#### What to do
Filter this listing down to the lines that contain the word "rough", and copy them.

#### Records supplied
------------------------------

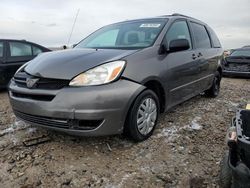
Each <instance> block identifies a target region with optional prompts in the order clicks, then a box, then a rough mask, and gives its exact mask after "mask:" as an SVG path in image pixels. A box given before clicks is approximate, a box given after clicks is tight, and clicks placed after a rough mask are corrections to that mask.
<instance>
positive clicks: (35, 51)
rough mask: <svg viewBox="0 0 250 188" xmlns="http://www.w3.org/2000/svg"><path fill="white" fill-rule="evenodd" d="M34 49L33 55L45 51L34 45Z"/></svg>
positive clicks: (36, 54)
mask: <svg viewBox="0 0 250 188" xmlns="http://www.w3.org/2000/svg"><path fill="white" fill-rule="evenodd" d="M32 50H33V55H38V54H40V53H42V52H43V51H42V50H41V49H40V48H38V47H36V46H32Z"/></svg>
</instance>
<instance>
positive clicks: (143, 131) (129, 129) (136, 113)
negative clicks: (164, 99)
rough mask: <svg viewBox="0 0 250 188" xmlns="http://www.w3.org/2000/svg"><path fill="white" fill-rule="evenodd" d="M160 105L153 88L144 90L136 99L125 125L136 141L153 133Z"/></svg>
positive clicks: (150, 135) (128, 132) (131, 136)
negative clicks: (152, 90)
mask: <svg viewBox="0 0 250 188" xmlns="http://www.w3.org/2000/svg"><path fill="white" fill-rule="evenodd" d="M159 107H160V105H159V99H158V97H157V95H156V94H155V93H154V92H153V91H152V90H145V91H143V92H142V93H141V94H140V95H139V96H138V97H137V98H136V99H135V101H134V103H133V104H132V106H131V108H130V111H129V114H128V117H127V121H126V125H125V129H126V130H125V131H126V132H127V133H128V135H129V136H130V137H131V138H132V139H133V140H134V141H137V142H139V141H143V140H146V139H147V138H149V137H150V136H151V135H152V134H153V131H154V128H155V126H156V123H157V119H158V115H159V111H160V110H159Z"/></svg>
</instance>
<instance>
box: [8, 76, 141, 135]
mask: <svg viewBox="0 0 250 188" xmlns="http://www.w3.org/2000/svg"><path fill="white" fill-rule="evenodd" d="M144 89H145V87H144V86H142V85H140V84H138V83H135V82H132V81H128V80H118V81H116V82H114V83H110V84H106V85H101V86H88V87H65V88H63V89H60V90H41V89H27V88H22V87H19V86H17V85H16V84H15V83H14V82H13V81H11V83H10V85H9V96H10V103H11V105H12V108H13V111H14V113H15V114H16V116H17V117H19V118H20V119H23V120H24V121H26V122H28V123H30V124H32V125H36V126H41V127H45V128H49V129H54V130H58V131H63V132H66V133H69V134H72V135H78V136H101V135H113V134H120V133H122V132H123V126H124V122H125V119H126V115H127V112H128V110H129V107H130V105H131V104H132V102H133V101H134V99H135V98H136V96H137V95H138V94H139V93H140V92H142V91H143V90H144ZM43 96H44V97H45V98H46V97H47V96H52V97H51V98H46V100H43V99H44V98H43ZM85 122H88V123H89V122H91V125H92V128H91V127H89V124H88V125H86V126H85V125H84V124H85ZM93 122H95V123H97V124H96V126H94V127H93V125H94V124H93Z"/></svg>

------------------------------

#### Response to this exercise
Each <instance> block identifies a target region with optional prompts in the order clicks, then a box, then a rough mask, and gives its exact mask after "mask:" as an SVG path in image pixels. A box given before clicks is approximate, a box given after clicks is tight, and clicks placed after a rough mask are corrections to that mask.
rough mask: <svg viewBox="0 0 250 188" xmlns="http://www.w3.org/2000/svg"><path fill="white" fill-rule="evenodd" d="M34 49L33 55L45 51L34 45Z"/></svg>
rough mask: <svg viewBox="0 0 250 188" xmlns="http://www.w3.org/2000/svg"><path fill="white" fill-rule="evenodd" d="M160 105L153 88L144 90L136 99L125 125L136 141L153 133Z"/></svg>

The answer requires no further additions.